(Beginning of INPUT RECORDS)

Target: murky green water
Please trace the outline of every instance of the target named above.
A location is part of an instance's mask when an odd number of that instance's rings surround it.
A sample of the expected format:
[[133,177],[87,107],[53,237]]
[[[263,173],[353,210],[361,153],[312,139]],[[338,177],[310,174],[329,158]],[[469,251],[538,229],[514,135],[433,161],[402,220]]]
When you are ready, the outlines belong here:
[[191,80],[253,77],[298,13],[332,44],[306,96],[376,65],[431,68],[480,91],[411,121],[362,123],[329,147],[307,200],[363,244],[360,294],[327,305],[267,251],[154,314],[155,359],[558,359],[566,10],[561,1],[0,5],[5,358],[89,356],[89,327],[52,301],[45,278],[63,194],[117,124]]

(End of INPUT RECORDS)
(Beginning of INPUT RECORDS)

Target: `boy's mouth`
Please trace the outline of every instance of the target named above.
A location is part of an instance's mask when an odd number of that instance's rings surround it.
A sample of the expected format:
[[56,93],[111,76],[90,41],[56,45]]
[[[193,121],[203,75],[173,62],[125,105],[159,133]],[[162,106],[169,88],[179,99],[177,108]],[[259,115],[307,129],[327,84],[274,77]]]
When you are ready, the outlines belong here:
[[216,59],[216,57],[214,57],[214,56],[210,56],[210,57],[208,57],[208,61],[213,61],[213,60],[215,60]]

(End of INPUT RECORDS)

__WHAT IS BEING ASKED__. Above this task is a listing. Restate, word for word and with nothing added, the lines from the one with "Target: murky green water" through the one with "[[133,177],[87,107],[53,237]]".

__OUTPUT BELOW__.
Target: murky green water
Please trace the outline of every instance of the target named above.
A location is part of an instance's mask when an odd number of that instance's rings surround it.
A sample of the expected format:
[[133,177],[87,107],[53,237]]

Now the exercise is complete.